Assignment:
In the data that follows, every line containing the word "railing" should be returned.

Excerpted data:
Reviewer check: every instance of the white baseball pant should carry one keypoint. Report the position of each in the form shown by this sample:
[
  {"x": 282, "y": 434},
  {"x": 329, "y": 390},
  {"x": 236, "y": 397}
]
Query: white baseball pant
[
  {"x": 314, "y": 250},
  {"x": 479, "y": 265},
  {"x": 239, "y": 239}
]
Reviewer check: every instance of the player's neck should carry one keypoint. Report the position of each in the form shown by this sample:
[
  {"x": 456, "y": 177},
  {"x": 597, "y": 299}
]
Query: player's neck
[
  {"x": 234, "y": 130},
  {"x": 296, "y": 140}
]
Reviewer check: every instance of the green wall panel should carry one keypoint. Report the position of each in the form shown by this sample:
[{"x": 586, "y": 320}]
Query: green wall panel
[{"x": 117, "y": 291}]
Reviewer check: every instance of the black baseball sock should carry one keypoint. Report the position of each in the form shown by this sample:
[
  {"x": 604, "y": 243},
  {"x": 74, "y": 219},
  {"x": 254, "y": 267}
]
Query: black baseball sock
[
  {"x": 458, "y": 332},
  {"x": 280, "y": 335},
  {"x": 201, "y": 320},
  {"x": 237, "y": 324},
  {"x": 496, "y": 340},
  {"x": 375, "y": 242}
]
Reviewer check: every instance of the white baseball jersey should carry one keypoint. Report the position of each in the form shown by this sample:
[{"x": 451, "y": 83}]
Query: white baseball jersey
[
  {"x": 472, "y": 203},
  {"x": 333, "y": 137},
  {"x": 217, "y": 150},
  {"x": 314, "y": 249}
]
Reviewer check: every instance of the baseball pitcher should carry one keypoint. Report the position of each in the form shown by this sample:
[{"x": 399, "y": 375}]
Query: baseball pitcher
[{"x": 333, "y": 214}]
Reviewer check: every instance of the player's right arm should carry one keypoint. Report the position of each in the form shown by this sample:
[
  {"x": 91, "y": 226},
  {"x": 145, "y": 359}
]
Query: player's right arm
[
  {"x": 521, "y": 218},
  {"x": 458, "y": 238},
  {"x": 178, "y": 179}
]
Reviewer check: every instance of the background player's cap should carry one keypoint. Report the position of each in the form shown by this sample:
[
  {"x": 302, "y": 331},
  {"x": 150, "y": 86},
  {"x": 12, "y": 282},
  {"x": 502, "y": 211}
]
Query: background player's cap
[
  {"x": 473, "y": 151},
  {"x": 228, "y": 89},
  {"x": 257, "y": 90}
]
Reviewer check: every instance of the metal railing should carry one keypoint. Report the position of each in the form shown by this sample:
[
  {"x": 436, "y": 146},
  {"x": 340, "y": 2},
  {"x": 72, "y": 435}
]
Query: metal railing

Answer box:
Reviewer check: every instance of the metal railing should carry one keypoint. Report the position of each in the form shown by this sample:
Query: metal railing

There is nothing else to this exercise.